## PROVIDED PASSAGE

A week in New Orleans: alligators, plantations and humid heat 

I had been wanting to visit New Orleans for a long time, and as my family were unfortunately unable to come and visit me in San Luis Obispo, we decided this would be where we would meet.

We had planned to meet at the airport in Houston, TX. All was going to plan, my parents were on board their plane and Jacob and I were about to leave for the airport from his grandparents house in Flagstaff. Then it suddenly dawned on me, I didn’t have my passport. You may wonder how this could happen, as this is the most important part of being able to board the plane. For those of you who know me personally, it probably comes as no surprise to find out that I had left my passport 100s of miles away in LA. After frantically searching, some shouting at Jacob (sorry) and an amazing plan by his mum, I managed to board the plane.

Houston to Lafayette

By some miracle we met in Houston, ate some crappy, overpriced Domino’s pizza and slept. The next day we set off on a road trip out of Texas and into Louisiana. I kick started the drive as I was the only one fully comfortable driving on the wrong side of the road. We soon entered Louisiana and arrived at our first stop the Creole Nature Trail. The people working in the visitors centre were incredibly helpful. It is a driving trial with multiple points of interest, nature and culture. We selected a few that we wanted to do.

The first was a trial that boasts an abundance of birds and wildlife. We weren’t disappointed.  There was a plethora of birds, rabbits and strange crab like creatures. I wanted to enjoy this, but unfortunately there were so many bugs biting me that I had to turn and literally sprint back to take cover in the car.

The next stop was a walk that offered the opportunity to see alligators. I smothered myself in insect repellent and set off eagerly. Soon after leaving the shelter of the car, we were swarmed by yet more bugs. We quickly tried to spot some wildlife and then rushed back.

I was feeling some what disappointed as we headed off to Lafayette that I hadn’t been able to make the most of the experience because of the bugs. Whilst we were on a boat crossing the Calcasieu Ship Channel at Cameron we spotted a group of Dolphins splashing around and enjoying the water. This was the first time I had ever seen Dolphins in the wild and I couldn’t stop smiling. That experience definitely made all the itching worth it.

Bugs on the walking trails in Louisiana

New Orleans bound

On our way to New Orleans, we took a detour and stopped at Avery Island which is home to Tabasco Hot Sauce. I’ve never really eaten Tabasco and didn’t think I would care for this much, but it was interesting to learn about the history and people involved. We also sampled some Tabasco Chocolate which was surprisingly tasty.

 

Avery Island LA
Tabasco factory Tour on Avery Island LA.

## PROBLEM 1
Answer these questions about the New Orleans trip account:
(a) Where had the writer left the passport?
(b) What was the first stop after entering Louisiana?
(c) What did the group sample on Avery Island that turned out to be surprisingly tasty?
## PROBLEM 2
Pick up the account of the New Orleans trip from where it stops and keep it going.
You won't need the items that come next.

(Dataset records)
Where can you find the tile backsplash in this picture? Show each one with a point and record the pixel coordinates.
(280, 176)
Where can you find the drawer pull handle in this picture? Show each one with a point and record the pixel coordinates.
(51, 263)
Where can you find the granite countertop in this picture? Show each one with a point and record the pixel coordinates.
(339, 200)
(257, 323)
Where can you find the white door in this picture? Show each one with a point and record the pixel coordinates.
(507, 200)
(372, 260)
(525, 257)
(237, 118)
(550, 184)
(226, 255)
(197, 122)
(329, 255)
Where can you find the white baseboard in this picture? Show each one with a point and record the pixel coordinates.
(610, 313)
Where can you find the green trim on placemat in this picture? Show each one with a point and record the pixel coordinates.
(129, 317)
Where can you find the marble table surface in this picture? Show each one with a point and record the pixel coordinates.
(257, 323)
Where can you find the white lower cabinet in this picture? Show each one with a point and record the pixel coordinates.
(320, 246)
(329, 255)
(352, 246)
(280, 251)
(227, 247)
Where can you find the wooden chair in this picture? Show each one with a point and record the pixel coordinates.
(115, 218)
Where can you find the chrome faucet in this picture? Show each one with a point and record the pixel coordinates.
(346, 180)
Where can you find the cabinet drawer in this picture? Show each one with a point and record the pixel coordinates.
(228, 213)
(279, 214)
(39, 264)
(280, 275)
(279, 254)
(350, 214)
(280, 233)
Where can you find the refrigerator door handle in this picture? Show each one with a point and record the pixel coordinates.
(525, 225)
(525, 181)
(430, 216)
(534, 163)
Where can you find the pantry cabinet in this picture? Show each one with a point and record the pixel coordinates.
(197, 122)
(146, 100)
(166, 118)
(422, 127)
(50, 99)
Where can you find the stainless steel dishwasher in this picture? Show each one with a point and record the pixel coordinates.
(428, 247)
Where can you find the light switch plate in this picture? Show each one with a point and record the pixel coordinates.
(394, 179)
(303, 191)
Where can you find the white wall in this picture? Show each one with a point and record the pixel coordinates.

## WRITTEN RESPONSE 1
(a) In LA, hundreds of miles away.
(b) The Creole Nature Trail.
(c) Tabasco Chocolate.

## WRITTEN RESPONSE 2
The Island is also home to the Jungle Garden. The garden was created by Edward Avery McIlhenny and was my favourite part of the day. You can either drive around or walk – we decided to walk. The garden beautiful. There were different sections to it, with different themes. Some parts looked tropical, others European and some Oriental.

Buddha Statue Avery Island
The Buddha statue at the Jungle Gardens, Avery Island LA

Experiencing History at a Plantation

I was really looking forward to visiting the Plantations. Human history fascinates me and I wanted to learn about the experiences of the Slaves that lived there. We chose to visit the Laura Plantation.  The guide took us around the main house and the grounds, they were full of vibrant colours and magnificent architecture. We were then able to look inside one of the slave cabins, the experience was so interesting but also deeply saddening. Learning the names of some of the Slaves, their lives and the ways they were treated was upsetting and it was difficult to imagine what life would have been like.

Laura Plantation LA
Laura Plantation

Side note: If you are interested in African American history/ life for slaves, I highly recommend reading Kindred.

We were intending to visit some of the other Plantations in the nearby area but a sudden thunder storm caused us to head home early.

Swamps, Alligators and beaches in the neighbouring state

After disappointingly not seeing any alligators earlier in the trip, we booked ourselves onto a swamp tour with the promise of close up viewings of them. Exploring the swamps alone would have been an exciting experience in itself but the addition of the animals made it incredible. The tour guided coaxed these reptiles right up to the boat where they jumped up to gobble the food provided. It was insane to see them like that. We were also lucky enough to see some raccoons.

Swamp tour LA
Alligators on the Swamp Tour in LA

The tour finished at around midday and we were discussing what to do next, when we realised that the neighbouring state of Mississippi wasn’t far away. I eagerly jumped at the chance to not only visit a new state but also be at the beach (I was missing California).

Biloxi LA
Practising Wheel Pose on the beach at Biloxi with a thunder storm fast approaching

We headed to Biloxi and were greeted by stretches of sand. My Mum and I decided to take a paddle in the Gulf of Mexico and I am still shocked at how warm and inviting the water was! I was mad at the situation because I wanted so badly to swim but I didn’t have my bathing suit. Although they weren’t as beautiful as the beaches in SLO I had my fix.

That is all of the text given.